▶ Exercise details: Please answer from the excerpt on leftist responses to foreign interventions: which earlier accusation does it cite as one shown to be a fabrication?

▶ Text excerpt:
· · · · · · ·
The most pusillanimous of leftists are those who condemn the brutalized and brutalizers equally. They take a comfortable though craven moral stance, but their condemnation of targeted governments is irrelevant. Since the character of governments under siege has nothing whatever to do with the reasons for the intervention, and does not, in the case of capitalist imperialist interventions, justify it, there can be one reason alone for singling out the victim for equal condemnation in the context of his assault: a desire for respectability and a penchant for knuckling under to mainstream opinion, not challenging it and offering an alternative, counter-hegemonic, explanation.

Suppose you live next door to an ill-mannered, thoroughly dislikeable woman who has managed to alienate everyone you know. One day her husband beats her. You can condemn the husband for beating his wife, and say nothing of his wife’s character. Why would you? It doesn’t excuse the husband’s behavior. Or you can condemn both equally, noting that as much as you deplore wife-beating, you also deplore the victim for her bad manners and irksome ways. To do the latter is unsupportable and anyone who did this would be deservedly rebuked. Yet left fence sitters do the same when they insist on condemning the governments of countries that capitalist imperialist countries intervene in to show that they don’t support the crimes of which those governments are accused. Worse, they refuse to even investigate the veracity of the accusations, and then challenge them if they fail to stand up to scrutiny, for fear of being denounced as apologists. Instead, they simply accept the accusations as true, even though similar accusations against other victims on similar occasions have been shown to be fabrications (Iraq’s weapons of mass destruction, for example.) This is apologetics of another kind, on behalf of the left fence sitters’ own ruling class. It keeps them on safe ground. They can say later, as so many did in connection with the Iraqi WMD scam, “We didn’t know. I’m shocked, shocked!, that the government deceived us.”

However, the analogy suggests that interventions only happen in countries where governments behave in reprehensible ways, and this isn’t the case. Certainly, the impression produced by the propaganda assault that accompanies interventions is one of targeted regimes being thoroughly detestable and their demise consequently to be wished for, even if the intervention that brings it about is undertaken for the wrong reasons. And leftists, if they’re to be taken seriously in the court of respectable mainstream opinion, are expected to genuflect before the depiction of targeted countries as criminal lest they be accused of being apologists for dictators, or useful idiots. But it sometimes happens that the crimes of which targeted regimes are accused are not crimes at all, or if they are, are mild ones at worst.
· · · · · · ·
▶ Recorded data:

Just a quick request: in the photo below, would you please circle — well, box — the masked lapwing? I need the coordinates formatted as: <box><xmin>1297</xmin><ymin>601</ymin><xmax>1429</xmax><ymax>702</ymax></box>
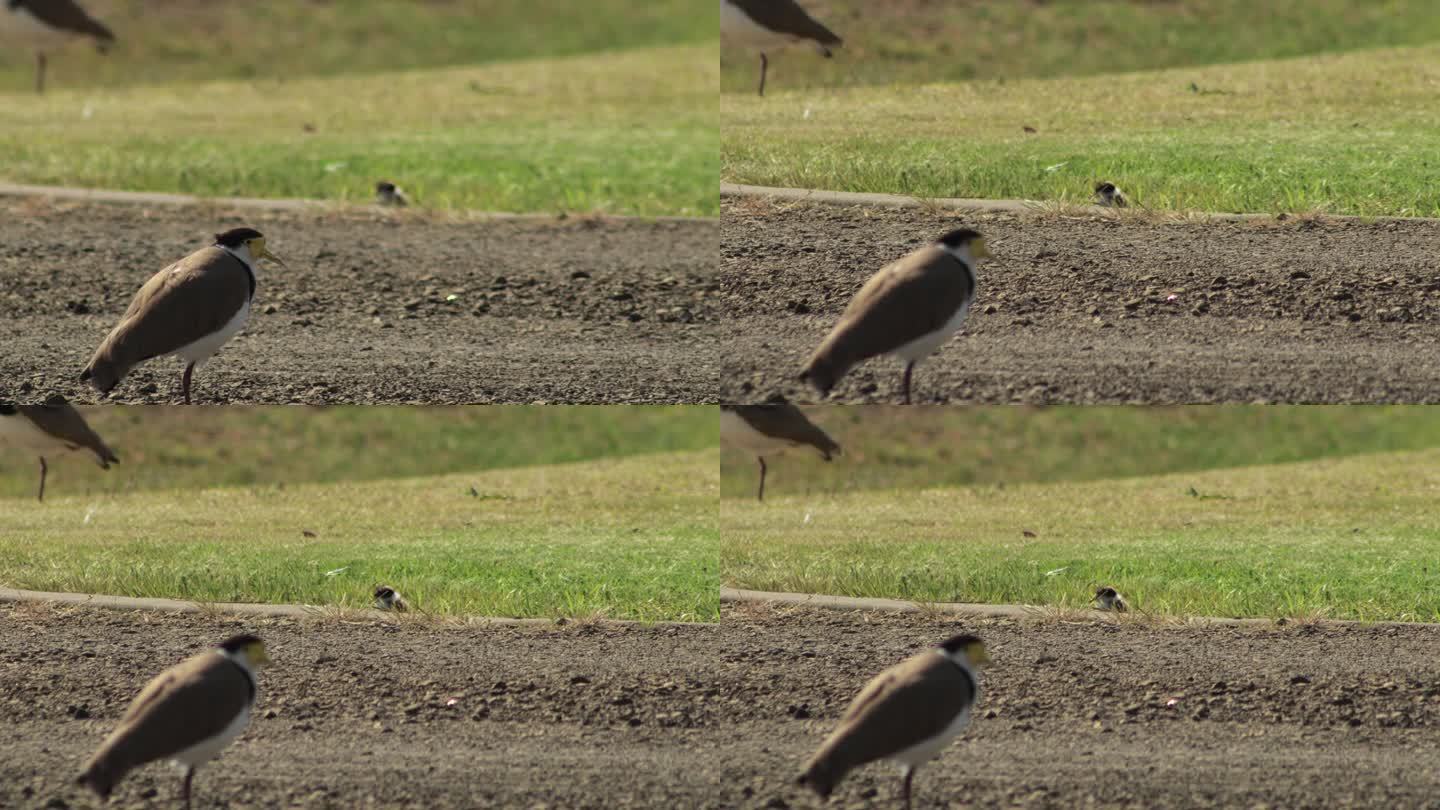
· · · · · · ·
▶ Solution to the exercise: Iraq's weapons of mass destruction.